REQUIRED ACTION
Should any entry include an image, skip the image and copy the entry exactly.

Extracted records
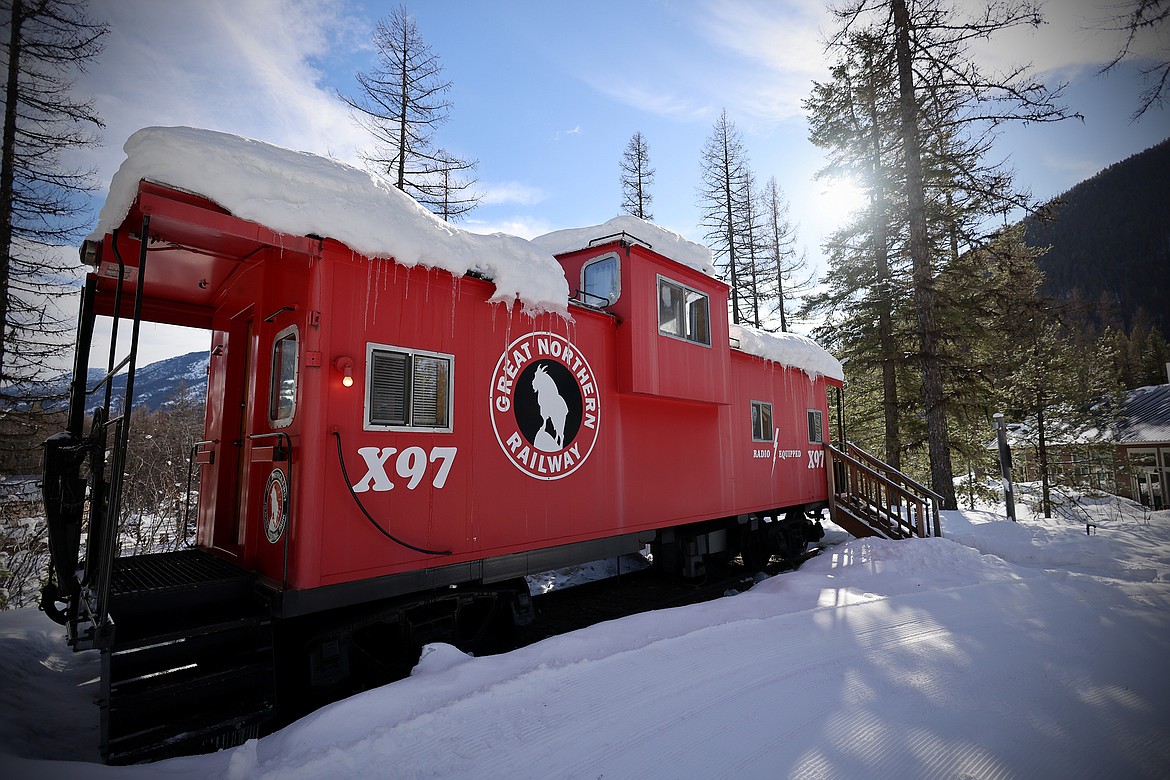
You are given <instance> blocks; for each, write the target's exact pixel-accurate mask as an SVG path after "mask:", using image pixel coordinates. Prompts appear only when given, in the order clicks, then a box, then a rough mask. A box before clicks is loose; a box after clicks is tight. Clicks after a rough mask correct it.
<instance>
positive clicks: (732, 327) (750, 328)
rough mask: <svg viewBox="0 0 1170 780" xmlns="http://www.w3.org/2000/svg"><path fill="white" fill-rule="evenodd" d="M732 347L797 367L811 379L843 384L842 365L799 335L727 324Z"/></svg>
mask: <svg viewBox="0 0 1170 780" xmlns="http://www.w3.org/2000/svg"><path fill="white" fill-rule="evenodd" d="M728 330H729V331H730V332H731V344H732V345H734V346H735V347H736V348H738V350H739V351H741V352H746V353H748V354H753V356H756V357H759V358H763V359H765V360H771V361H772V363H778V364H780V365H784V366H791V367H793V368H799V370H800V371H803V372H805V373H806V374H808V377H810V378H812V379H815V378H817V377H828V378H830V379H835V380H838V381H845V370H844V368H842V367H841V363H840V361H839V360H838V359H837V358H834V357H833V356H831V354H830V353H828V352H826V351H825V348H824V347H823V346H820V345H819V344H817V343H815V341H813V340H812V339H811V338H806V337H804V336H800V334H798V333H769V332H766V331H762V330H758V329H756V327H749V326H748V325H729V326H728Z"/></svg>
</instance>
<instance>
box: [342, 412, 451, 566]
mask: <svg viewBox="0 0 1170 780" xmlns="http://www.w3.org/2000/svg"><path fill="white" fill-rule="evenodd" d="M333 436H335V437H336V439H337V462H338V463H339V464H340V465H342V477H343V478H344V479H345V486H346V488H347V489H349V491H350V496H351V497H352V498H353V503H355V504H357V505H358V509H360V510H362V513H363V515H365V518H366V519H367V520H370V525H372V526H373V527H376V529H378V533H380V534H381V536H384V537H386V538H387V539H390V540H391V541H393V543H394V544H399V545H401V546H404V547H406V548H407V550H413V551H414V552H421V553H422V554H424V555H449V554H452V551H450V550H427V548H425V547H415V546H414V545H412V544H409V543H408V541H402V540H401V539H399V538H398V537H395V536H394V534H392V533H391V532H390V531H387V530H386V529H384V527H381V526H380V525H378V522H377V520H376V519H373V517H371V515H370V512H367V511H366V508H365V506H363V505H362V499H360V498H358V495H357V492H355V490H353V485H352V484H351V483H350V472H349V471H347V470H346V469H345V455H344V454H343V453H342V434H340V433H339V432H337V430H335V432H333Z"/></svg>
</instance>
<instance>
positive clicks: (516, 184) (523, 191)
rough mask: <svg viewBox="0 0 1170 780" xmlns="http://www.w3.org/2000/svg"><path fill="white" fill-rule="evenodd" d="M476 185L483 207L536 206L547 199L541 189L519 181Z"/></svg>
mask: <svg viewBox="0 0 1170 780" xmlns="http://www.w3.org/2000/svg"><path fill="white" fill-rule="evenodd" d="M476 185H477V187H479V189H480V203H482V205H483V206H497V205H502V203H518V205H521V206H534V205H536V203H539V202H541V201H543V200H544V199H545V193H544V192H543V191H542V189H541V188H539V187H534V186H531V185H525V184H521V182H519V181H495V182H483V181H479V182H476Z"/></svg>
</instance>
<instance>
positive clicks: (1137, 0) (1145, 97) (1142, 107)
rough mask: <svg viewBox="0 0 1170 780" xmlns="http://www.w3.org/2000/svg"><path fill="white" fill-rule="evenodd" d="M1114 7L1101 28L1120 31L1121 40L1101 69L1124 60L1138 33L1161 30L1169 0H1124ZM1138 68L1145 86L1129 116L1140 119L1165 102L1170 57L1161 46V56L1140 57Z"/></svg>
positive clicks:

SOLUTION TO THE PROBLEM
You are given <instance> blocks; for each, write the target's exact pixel-accurate mask as an SVG path after "mask:", using image pixel coordinates. Prompts appear only when given, in the order clicks, then a box, then a rough mask. A box before clicks is loose; a box after clicks is tight. Clicks after a rough mask correct it.
<instance>
positive clicks: (732, 327) (750, 328)
rough mask: <svg viewBox="0 0 1170 780" xmlns="http://www.w3.org/2000/svg"><path fill="white" fill-rule="evenodd" d="M732 347L797 367L811 379L843 384L842 365L799 335L727 324Z"/></svg>
mask: <svg viewBox="0 0 1170 780" xmlns="http://www.w3.org/2000/svg"><path fill="white" fill-rule="evenodd" d="M728 330H729V331H730V332H731V344H732V345H734V346H735V347H736V348H738V350H739V351H741V352H746V353H748V354H753V356H756V357H759V358H763V359H765V360H771V361H772V363H778V364H780V365H784V366H791V367H793V368H799V370H800V371H803V372H805V373H806V374H808V377H810V378H812V379H815V378H817V377H828V378H830V379H835V380H838V381H845V370H844V368H842V367H841V363H840V361H839V360H838V359H837V358H834V357H833V356H831V354H830V353H828V352H826V351H825V348H824V347H823V346H820V345H819V344H817V343H815V341H813V340H812V339H811V338H806V337H804V336H800V334H798V333H769V332H766V331H762V330H758V329H756V327H749V326H748V325H729V326H728Z"/></svg>
</instance>
<instance>
box: [342, 412, 451, 566]
mask: <svg viewBox="0 0 1170 780" xmlns="http://www.w3.org/2000/svg"><path fill="white" fill-rule="evenodd" d="M333 436H335V437H336V439H337V462H338V463H339V464H340V465H342V477H343V478H344V479H345V486H346V488H347V489H349V491H350V496H351V497H352V498H353V503H355V504H357V505H358V509H360V510H362V513H363V515H365V518H366V519H367V520H370V525H372V526H373V527H376V529H378V533H380V534H381V536H384V537H386V538H387V539H390V540H391V541H393V543H394V544H399V545H401V546H404V547H406V548H407V550H413V551H414V552H421V553H422V554H424V555H449V554H452V551H450V550H427V548H425V547H415V546H414V545H412V544H409V543H408V541H402V540H401V539H399V538H398V537H395V536H394V534H392V533H391V532H390V531H387V530H386V529H384V527H381V526H380V525H378V522H377V520H376V519H373V517H371V515H370V512H367V511H366V508H365V506H363V505H362V499H360V498H358V495H357V492H355V490H353V485H352V484H351V483H350V472H349V471H347V470H346V469H345V455H344V454H343V453H342V434H340V433H339V432H337V430H335V432H333Z"/></svg>
</instance>
<instance>
positive clicks: (516, 184) (523, 191)
rough mask: <svg viewBox="0 0 1170 780" xmlns="http://www.w3.org/2000/svg"><path fill="white" fill-rule="evenodd" d="M476 185L483 207L536 206L547 199L541 189L519 181Z"/></svg>
mask: <svg viewBox="0 0 1170 780" xmlns="http://www.w3.org/2000/svg"><path fill="white" fill-rule="evenodd" d="M476 185H477V187H479V189H480V203H482V205H483V206H497V205H502V203H518V205H521V206H534V205H536V203H539V202H541V201H543V200H544V199H545V193H544V192H543V191H542V189H541V188H539V187H534V186H531V185H525V184H521V182H519V181H495V182H483V181H479V182H476Z"/></svg>
</instance>
<instance>
positive clicks: (1137, 0) (1145, 97) (1142, 107)
rough mask: <svg viewBox="0 0 1170 780" xmlns="http://www.w3.org/2000/svg"><path fill="white" fill-rule="evenodd" d="M1114 7L1101 28L1120 31L1121 40L1101 69L1124 60L1138 33L1161 30L1169 0H1124ZM1138 68L1145 86L1129 116L1140 119L1165 102L1170 57L1161 46V56L1140 57Z"/></svg>
positive clicks:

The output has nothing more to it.